Pointing dataset records
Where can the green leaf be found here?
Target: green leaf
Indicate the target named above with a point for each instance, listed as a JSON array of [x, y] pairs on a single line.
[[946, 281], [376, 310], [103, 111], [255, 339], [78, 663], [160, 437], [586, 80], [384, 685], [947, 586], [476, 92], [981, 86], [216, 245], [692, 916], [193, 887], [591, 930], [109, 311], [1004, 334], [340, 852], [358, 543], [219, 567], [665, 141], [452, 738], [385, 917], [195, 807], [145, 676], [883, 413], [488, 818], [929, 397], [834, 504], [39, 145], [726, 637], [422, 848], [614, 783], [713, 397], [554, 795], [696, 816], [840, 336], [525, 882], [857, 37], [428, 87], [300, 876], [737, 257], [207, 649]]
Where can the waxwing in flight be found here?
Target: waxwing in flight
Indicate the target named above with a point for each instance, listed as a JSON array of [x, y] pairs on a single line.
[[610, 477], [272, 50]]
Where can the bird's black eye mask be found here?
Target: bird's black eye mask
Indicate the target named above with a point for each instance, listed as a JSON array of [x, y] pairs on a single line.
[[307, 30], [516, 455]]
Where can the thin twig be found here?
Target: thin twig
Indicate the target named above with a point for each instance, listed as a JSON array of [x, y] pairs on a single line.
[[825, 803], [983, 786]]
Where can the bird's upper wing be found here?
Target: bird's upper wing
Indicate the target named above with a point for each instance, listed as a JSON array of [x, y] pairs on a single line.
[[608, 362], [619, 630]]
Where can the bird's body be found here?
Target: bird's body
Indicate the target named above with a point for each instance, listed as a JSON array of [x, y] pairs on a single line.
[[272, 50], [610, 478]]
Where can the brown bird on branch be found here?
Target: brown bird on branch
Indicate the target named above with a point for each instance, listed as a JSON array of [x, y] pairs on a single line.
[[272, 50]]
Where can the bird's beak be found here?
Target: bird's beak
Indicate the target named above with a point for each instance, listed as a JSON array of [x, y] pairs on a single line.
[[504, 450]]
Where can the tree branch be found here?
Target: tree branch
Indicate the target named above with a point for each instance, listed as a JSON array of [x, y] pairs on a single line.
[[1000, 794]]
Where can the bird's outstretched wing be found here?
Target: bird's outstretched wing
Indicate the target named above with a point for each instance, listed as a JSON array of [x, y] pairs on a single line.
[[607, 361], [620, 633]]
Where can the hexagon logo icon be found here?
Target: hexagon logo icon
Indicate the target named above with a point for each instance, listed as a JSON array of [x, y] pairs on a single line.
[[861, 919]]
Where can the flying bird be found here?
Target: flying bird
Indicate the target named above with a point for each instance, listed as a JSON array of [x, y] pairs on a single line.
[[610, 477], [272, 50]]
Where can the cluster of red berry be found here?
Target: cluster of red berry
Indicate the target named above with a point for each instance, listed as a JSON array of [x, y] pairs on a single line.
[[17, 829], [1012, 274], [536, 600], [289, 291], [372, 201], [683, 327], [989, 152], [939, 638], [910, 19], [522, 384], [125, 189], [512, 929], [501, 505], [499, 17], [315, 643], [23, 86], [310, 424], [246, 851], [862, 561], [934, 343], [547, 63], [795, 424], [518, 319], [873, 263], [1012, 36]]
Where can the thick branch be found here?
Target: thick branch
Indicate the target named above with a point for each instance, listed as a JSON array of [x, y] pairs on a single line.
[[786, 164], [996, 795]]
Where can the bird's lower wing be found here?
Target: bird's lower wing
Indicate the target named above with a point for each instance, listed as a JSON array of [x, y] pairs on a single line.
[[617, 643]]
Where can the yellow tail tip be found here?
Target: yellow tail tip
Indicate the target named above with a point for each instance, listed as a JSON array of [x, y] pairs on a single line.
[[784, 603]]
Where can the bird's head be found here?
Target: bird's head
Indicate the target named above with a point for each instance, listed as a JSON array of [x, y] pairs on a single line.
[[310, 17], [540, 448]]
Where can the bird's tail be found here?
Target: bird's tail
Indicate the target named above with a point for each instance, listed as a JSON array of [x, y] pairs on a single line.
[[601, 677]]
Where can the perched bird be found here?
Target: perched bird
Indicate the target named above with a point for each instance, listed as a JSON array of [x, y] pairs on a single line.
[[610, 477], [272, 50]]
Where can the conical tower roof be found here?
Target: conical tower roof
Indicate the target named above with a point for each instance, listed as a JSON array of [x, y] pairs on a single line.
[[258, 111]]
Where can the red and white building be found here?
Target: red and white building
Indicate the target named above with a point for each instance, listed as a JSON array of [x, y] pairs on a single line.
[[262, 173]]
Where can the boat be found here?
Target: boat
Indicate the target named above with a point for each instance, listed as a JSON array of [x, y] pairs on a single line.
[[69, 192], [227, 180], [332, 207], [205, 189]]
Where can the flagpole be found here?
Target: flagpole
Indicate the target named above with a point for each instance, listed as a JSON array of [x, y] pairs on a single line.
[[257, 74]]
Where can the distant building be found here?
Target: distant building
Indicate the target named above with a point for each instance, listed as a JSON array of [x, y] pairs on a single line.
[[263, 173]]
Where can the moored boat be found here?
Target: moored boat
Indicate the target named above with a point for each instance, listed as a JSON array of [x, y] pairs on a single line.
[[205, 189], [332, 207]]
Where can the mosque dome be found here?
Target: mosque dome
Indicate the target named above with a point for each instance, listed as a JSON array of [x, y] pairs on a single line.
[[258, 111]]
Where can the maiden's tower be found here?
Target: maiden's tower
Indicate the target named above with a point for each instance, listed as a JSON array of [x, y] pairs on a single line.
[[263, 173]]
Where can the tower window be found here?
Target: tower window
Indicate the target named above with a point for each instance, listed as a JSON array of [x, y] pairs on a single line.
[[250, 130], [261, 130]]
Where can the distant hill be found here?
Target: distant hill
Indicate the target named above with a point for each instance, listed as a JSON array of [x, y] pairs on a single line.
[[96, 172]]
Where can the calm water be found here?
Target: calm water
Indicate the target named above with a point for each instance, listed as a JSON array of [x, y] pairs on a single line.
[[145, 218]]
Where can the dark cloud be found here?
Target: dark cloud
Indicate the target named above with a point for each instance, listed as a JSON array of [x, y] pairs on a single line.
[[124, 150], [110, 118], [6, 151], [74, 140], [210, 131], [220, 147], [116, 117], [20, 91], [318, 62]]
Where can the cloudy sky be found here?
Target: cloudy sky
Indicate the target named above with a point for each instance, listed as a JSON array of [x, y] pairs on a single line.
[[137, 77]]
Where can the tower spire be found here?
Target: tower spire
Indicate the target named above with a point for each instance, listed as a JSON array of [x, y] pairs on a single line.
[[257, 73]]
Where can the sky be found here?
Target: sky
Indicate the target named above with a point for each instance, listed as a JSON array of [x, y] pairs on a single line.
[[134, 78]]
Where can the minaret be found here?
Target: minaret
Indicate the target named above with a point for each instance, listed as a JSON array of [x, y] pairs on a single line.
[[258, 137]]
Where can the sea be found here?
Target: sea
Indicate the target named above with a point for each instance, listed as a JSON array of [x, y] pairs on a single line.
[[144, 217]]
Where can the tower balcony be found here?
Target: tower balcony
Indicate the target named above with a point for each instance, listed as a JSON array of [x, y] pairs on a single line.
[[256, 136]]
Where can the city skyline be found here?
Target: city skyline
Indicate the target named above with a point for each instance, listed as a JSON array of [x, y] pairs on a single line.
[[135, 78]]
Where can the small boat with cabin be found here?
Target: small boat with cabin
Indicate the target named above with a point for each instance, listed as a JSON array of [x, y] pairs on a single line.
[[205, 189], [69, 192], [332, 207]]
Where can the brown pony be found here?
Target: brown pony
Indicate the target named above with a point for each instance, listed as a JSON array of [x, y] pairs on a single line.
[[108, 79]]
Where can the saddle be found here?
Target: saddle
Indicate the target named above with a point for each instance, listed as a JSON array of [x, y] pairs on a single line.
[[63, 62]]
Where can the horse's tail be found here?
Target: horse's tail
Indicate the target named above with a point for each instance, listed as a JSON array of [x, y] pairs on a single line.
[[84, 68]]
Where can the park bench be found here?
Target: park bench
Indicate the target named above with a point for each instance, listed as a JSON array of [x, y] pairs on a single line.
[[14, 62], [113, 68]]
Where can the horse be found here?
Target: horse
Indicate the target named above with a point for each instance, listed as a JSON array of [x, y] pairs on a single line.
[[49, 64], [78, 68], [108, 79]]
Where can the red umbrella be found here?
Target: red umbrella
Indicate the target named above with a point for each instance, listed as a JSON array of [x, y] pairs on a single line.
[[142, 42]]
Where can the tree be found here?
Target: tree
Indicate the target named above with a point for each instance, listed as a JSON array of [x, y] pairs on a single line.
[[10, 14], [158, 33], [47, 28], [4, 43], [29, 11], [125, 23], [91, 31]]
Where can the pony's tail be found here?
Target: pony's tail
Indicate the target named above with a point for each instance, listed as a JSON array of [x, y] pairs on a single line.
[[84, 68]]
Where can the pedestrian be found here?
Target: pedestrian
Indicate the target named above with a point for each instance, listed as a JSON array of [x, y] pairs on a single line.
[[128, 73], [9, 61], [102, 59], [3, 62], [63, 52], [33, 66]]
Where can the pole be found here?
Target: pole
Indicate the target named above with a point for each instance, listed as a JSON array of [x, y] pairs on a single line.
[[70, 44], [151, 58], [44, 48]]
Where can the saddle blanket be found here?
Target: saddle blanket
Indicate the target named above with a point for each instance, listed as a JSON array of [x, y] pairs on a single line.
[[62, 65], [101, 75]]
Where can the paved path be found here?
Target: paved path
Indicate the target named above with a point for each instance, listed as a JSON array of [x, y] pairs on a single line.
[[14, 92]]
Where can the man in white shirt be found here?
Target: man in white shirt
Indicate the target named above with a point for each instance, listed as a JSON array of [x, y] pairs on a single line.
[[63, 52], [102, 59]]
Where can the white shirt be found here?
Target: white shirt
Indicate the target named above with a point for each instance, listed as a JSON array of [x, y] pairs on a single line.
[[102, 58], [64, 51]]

**Given problem**
Everything from the line containing "Where can the paved path be found here?" through the last line of the records must be given again exactly; leave out all other lines.

**Task output**
Where can the paved path be found here?
Target: paved path
Indicate the target named above with a point for each instance, listed as a JSON array of [x, y] pairs on a single line.
[[14, 92]]
Where can the man in white shirt be found here?
Target: man in white shirt
Indicate the target named above with a point for each instance, listed as a JSON array of [x, y] pairs on a single line.
[[63, 52], [102, 59]]
Where can the white shirt be found here?
Target: white shirt
Indicate the target named above with a point for each instance, listed as a JSON array of [x, y] pairs on a single line.
[[102, 58], [64, 51]]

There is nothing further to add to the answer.